## TEXTO APRESENTADO
__________
O acórdão ficou assim ementado:
“Ilegitimidade ‘ad causam’ – Ação civil pública – Ministério Público – Mensalidades escolares – Impossibilidade do uso da ação civil pública, em juízo, para a defesa de interesses de pequenos grupos determinados, em razão de danos variáveis e divisíveis – Hipótese de prestação de serviços, de caráter patrimonial e privado, disciplinados por uma relação exclusivamente contratual – Ausência de conversão da escola particular em ente público pelo fato de desempenhar relevante missão social – Incompetência do Ministério Público na substituição dos indivíduos na esfera de seus direitos – Ilegitimidade caracterizada – Recurso improvido.” (fls. 373)
Alega-se violação aos arts. 127, caput, 129, III e IX, 205 e 209, da Carta Magna.
O acórdão recorrido extraordinariamente não está em consonância com a jurisprudência desta Corte, conforme se depreende do julgamento do RE 163.231, Plenário, Rel. Maurício Corrêa, DJ 29.06.01:
“EMENTA: RECURSO EXTRAORDINÁRIO. CONSTITUCIONAL. LEGITIMIDADE DO MINISTÉRIO PÚBLICO PARA PROMOVER AÇÃO CIVIL PÚBLICA EM DEFESA DOS INTERESSES DIFUSOS, COLETIVOS E HOMOGÊNEOS. MENSALIDADES ESCOLARES: CAPACIDADE POSTULATÓRIA DO PARQUET PARA DISCUTI-LAS EM JUÍZO.
1. A Constituição Federal confere relevo ao Ministério Público como instituição permanente, essencial à função jurisdicional do Estado, incumbindo-lhe a defesa da ordem jurídica, do regime democrático e dos interesses sociais e individuais indisponíveis (CF, art. 127).
2. Por isso mesmo detém o Ministério Público capacidade postulatória, não só para a abertura do inquérito civil, da ação penal pública e da ação civil pública para a proteção do patrimônio público e social, do meio ambiente, mas também de outros interesses difusos e coletivos (CF, art. 129, I e III).
3. Interesses difusos são aqueles que abrangem número indeterminado de pessoas unidas pelas mesmas circunstâncias de fato e coletivos aqueles pertencentes a grupos, categorias ou classes de pessoas determináveis, ligadas entre si ou com a parte contrária por uma relação jurídica base.
3.1. A indeterminidade é a característica fundamental dos interesses difusos e a determinidade a daqueles interesses que envolvem os coletivos.
__________
## TRABALHO A REALIZAR
• A. Responda, com base no texto sobre a legitimidade do Ministério Público, às perguntas abaixo:
(i) Que artigos da Carta Magna se alega terem sido violados?
(ii) Qual é o número do recurso extraordinário citado como precedente e quem foi o seu relator?
(iii) Qual é a característica fundamental dos interesses difusos?
• B. Substitua "relação jurídica base" por "relação jurídica de base" no trecho do texto sobre a legitimidade do Ministério Público que vai de "3. Interesses difusos" até "relação jurídica base.", inclusive, e transcreva o trecho resultante.
• C. Prossiga com o texto sobre a legitimidade do Ministério Público a partir do ponto em que ele termina.

## REGISTROS ARMAZENADOS
__________
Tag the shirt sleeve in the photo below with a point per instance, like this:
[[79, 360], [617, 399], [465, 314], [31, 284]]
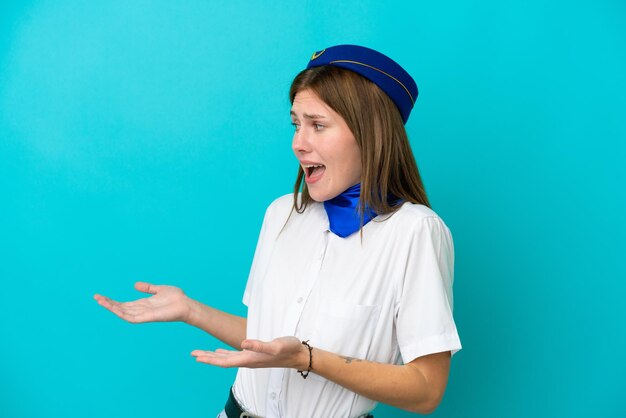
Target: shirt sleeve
[[424, 321], [261, 255]]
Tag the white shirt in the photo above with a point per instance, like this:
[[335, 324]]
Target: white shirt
[[385, 298]]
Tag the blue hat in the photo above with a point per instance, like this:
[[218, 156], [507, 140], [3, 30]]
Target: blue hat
[[376, 67]]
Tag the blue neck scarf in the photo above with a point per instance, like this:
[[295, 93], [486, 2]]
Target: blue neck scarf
[[343, 215]]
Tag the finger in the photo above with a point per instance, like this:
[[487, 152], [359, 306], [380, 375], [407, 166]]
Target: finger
[[147, 287], [254, 345]]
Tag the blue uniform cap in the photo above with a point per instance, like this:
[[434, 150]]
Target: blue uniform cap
[[376, 67]]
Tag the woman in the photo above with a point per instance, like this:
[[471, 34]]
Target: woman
[[350, 292]]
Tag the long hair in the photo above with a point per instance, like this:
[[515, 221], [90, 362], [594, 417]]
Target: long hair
__________
## CONJUNTO DE RESPOSTAS
• A.
(i) Os arts. 127, caput, 129, III e IX, 205 e 209.
(ii) RE 163.231, de relatoria de Maurício Corrêa.
(iii) A indeterminidade.

• B.
3. Interesses difusos são aqueles que abrangem número indeterminado de pessoas unidas pelas mesmas circunstâncias de fato e coletivos aqueles pertencentes a grupos, categorias ou classes de pessoas determináveis, ligadas entre si ou com a parte contrária por uma relação jurídica de base.

• C.
4. Direitos ou interesses homogêneos são os que têm a mesma origem comum (art. 81, III, da Lei n° 8.078, de 11 de setembro de 1990), constituindo-se em subespécie de direitos coletivos.
4.1. Quer se afirme interesses coletivos ou particularmente interesses homogêneos, stricto sensu, ambos estão cingidos a uma mesma base jurídica, sendo coletivos, explicitamente dizendo, porque são relativos a grupos, categorias ou classes de pessoas, que conquanto digam respeito às pessoas isoladamente, não se classificam como direitos individuais para o fim de ser vedada a sua defesa em ação civil pública, porque sua concepção finalística destina-se à proteção desses grupos, categorias ou classe de pessoas.
5. As chamadas mensalidades escolares, quando abusivas ou ilegais, podem ser impugnadas por via de ação civil pública, a requerimento do Órgão do Ministério Público, pois ainda que sejam interesses homogêneos de origem comum, são subespécies de interesses coletivos, tutelados pelo Estado por esse meio processual como dispõe o artigo 129, inciso III, da Constituição Federal.
5.1. Cuidando-se de tema ligado à educação, amparada constitucionalmente como dever do Estado e obrigação de todos (CF, art. 205), está o Ministério Público investido da capacidade postulatória, patente a legitimidade ad causam, quando o bem que se busca resguardar se insere na órbita dos interesses coletivos, em segmento de extrema delicadeza e de conteúdo social tal que, acima de tudo, recomenda-se o abrigo estatal.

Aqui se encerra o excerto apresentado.